▽

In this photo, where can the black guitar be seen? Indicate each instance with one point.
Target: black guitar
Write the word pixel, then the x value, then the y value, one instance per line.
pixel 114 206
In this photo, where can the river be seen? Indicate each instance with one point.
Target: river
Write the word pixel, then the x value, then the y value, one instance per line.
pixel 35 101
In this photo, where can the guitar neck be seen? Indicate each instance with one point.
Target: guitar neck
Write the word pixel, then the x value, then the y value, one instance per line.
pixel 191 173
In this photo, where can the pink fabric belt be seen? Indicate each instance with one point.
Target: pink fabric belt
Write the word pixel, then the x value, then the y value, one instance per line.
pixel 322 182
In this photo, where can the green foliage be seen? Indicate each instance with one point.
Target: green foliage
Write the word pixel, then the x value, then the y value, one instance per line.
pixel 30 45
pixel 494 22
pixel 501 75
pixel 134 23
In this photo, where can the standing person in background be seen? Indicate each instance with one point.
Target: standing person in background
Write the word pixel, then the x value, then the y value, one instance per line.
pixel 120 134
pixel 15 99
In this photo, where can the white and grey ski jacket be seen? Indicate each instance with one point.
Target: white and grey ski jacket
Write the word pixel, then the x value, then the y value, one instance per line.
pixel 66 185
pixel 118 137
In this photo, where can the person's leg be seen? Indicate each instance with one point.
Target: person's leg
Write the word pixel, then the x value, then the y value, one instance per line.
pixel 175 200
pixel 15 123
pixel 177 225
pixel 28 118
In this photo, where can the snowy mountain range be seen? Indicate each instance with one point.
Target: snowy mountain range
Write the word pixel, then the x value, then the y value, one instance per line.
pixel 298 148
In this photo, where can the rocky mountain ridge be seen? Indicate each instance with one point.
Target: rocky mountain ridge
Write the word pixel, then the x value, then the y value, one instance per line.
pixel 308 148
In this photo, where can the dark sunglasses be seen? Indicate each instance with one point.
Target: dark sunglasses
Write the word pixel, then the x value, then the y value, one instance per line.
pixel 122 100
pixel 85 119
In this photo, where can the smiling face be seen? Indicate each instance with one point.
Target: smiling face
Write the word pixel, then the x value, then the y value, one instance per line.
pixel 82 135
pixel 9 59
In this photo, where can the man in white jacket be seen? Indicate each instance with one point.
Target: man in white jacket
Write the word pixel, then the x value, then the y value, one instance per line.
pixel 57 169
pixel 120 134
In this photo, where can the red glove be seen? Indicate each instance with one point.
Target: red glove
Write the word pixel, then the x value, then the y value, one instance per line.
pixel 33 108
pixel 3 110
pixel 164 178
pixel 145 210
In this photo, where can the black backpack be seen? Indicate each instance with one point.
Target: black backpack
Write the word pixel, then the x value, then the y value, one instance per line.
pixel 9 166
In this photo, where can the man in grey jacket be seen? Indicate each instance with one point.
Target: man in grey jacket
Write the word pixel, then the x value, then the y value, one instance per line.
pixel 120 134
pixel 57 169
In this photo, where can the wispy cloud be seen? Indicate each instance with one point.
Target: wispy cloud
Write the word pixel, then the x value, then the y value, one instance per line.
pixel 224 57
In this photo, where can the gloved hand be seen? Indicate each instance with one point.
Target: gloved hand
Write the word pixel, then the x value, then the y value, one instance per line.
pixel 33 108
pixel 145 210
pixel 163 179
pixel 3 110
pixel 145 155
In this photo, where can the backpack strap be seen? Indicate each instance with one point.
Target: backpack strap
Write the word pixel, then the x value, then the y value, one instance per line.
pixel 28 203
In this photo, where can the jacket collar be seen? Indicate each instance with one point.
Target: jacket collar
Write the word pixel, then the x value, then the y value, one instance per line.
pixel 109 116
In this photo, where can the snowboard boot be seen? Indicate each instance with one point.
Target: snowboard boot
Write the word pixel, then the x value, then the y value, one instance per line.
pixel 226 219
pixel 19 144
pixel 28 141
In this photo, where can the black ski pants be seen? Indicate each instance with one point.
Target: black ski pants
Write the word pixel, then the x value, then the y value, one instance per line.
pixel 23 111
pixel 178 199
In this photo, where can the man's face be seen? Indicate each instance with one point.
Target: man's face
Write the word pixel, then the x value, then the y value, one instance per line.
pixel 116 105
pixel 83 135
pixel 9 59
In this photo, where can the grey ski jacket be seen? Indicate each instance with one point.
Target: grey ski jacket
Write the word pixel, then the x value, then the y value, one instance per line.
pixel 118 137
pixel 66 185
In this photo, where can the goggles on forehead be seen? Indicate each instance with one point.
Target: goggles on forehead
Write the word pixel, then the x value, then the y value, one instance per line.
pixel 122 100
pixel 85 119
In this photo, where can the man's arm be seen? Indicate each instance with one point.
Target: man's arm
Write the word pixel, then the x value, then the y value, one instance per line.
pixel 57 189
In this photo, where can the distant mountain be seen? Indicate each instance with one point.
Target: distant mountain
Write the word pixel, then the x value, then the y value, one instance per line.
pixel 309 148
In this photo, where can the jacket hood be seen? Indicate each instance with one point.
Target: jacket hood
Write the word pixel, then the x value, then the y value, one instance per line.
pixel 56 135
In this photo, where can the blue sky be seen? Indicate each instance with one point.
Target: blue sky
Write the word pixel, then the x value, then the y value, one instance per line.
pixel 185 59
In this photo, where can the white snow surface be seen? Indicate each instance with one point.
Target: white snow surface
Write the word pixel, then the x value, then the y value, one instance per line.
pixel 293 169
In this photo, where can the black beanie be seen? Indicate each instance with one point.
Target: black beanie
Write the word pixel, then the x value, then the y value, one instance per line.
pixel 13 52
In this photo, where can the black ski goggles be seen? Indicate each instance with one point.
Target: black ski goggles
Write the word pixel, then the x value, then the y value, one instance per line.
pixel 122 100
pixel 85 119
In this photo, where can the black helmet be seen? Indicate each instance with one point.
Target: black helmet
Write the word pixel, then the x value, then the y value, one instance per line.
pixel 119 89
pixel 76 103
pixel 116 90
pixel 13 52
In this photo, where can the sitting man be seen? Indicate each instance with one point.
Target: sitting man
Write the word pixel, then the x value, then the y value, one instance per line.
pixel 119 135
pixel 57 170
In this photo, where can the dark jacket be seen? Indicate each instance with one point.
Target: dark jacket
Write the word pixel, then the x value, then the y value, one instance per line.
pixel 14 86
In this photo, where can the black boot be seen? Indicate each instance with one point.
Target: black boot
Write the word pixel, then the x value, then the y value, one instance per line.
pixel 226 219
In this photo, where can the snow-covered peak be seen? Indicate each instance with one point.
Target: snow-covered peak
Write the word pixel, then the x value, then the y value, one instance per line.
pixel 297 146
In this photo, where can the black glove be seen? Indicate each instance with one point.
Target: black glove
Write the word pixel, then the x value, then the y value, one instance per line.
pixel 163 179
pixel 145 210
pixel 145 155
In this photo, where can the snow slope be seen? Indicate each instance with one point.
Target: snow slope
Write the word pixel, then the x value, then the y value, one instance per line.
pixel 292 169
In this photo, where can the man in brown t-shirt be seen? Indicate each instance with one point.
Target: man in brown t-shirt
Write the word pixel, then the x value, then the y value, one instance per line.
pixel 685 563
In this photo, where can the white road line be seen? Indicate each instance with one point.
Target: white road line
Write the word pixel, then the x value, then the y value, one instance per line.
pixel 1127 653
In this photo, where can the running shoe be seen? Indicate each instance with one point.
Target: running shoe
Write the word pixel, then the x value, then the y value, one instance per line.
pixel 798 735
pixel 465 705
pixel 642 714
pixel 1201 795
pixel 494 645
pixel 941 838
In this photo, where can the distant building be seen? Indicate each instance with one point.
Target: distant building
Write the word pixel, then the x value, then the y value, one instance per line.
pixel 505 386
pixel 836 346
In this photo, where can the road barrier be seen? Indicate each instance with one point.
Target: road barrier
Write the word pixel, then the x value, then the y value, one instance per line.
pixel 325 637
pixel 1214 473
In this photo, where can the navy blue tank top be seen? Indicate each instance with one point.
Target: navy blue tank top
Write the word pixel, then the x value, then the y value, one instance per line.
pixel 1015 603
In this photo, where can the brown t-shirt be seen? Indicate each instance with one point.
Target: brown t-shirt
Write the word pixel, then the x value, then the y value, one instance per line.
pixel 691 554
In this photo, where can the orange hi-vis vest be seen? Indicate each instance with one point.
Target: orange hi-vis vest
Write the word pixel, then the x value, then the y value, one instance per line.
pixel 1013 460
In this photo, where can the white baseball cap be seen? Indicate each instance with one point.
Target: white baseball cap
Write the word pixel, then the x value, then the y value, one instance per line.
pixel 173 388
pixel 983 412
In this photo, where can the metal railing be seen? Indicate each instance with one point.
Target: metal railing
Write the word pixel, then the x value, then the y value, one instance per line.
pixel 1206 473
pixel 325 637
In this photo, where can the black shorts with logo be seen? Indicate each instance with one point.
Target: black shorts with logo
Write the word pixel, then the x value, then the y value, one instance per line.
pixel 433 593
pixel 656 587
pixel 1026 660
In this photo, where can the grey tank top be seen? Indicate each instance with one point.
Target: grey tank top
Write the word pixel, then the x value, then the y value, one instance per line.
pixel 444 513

△

> **TASK INSTRUCTIONS**
Reproduce the data word for word, beginning at its first line and stopping after the line that contains "pixel 308 148".

> **OUTPUT FOR THIS EXERCISE**
In this photo, where can the black guitar be seen? Indicate each instance with one point.
Target: black guitar
Write the word pixel, then the x value, then the y value, one instance per line.
pixel 114 206
In this photo, where can the river be seen? Indicate each instance with one point.
Target: river
Write the word pixel, then the x value, then the y value, one instance per line.
pixel 35 101
In this photo, where can the guitar neck be seen? Indicate each instance with one point.
Target: guitar neck
Write the word pixel, then the x value, then the y value, one instance per line.
pixel 191 173
In this photo, where can the pink fabric belt be seen? Indicate each instance with one point.
Target: pink fabric belt
Write the word pixel, then the x value, then the y value, one instance per line.
pixel 322 182
In this photo, where can the green foliage be seen? Indicate each instance with one point.
Target: green foliage
Write the word pixel, then the x value, then the y value, one instance per line.
pixel 30 45
pixel 494 22
pixel 501 75
pixel 134 23
In this photo, where can the standing person in background be seen? Indicate each instance with one point.
Target: standing person in background
Write the word pixel, then the x value, then the y value, one instance per line.
pixel 120 134
pixel 15 99
In this photo, where can the white and grey ski jacket be seen? Indicate each instance with one point.
Target: white and grey ski jacket
Write the word pixel, then the x value, then the y value, one instance per line.
pixel 66 185
pixel 118 137
In this photo, where can the person's leg be seen? Indicate each instance with one point.
Target: person's leg
Write the word pixel, then the x value, then the y value, one instance per line.
pixel 175 200
pixel 15 123
pixel 177 225
pixel 28 118
In this photo, where can the snowy mountain range be seen? Indicate each instance with one point.
Target: snowy mountain range
Write the word pixel, then the x value, then the y value, one instance per line.
pixel 298 148
In this photo, where can the rocky mountain ridge be seen? Indicate each instance with one point.
Target: rocky mountain ridge
Write the word pixel, then the x value, then the y value, one instance per line.
pixel 308 148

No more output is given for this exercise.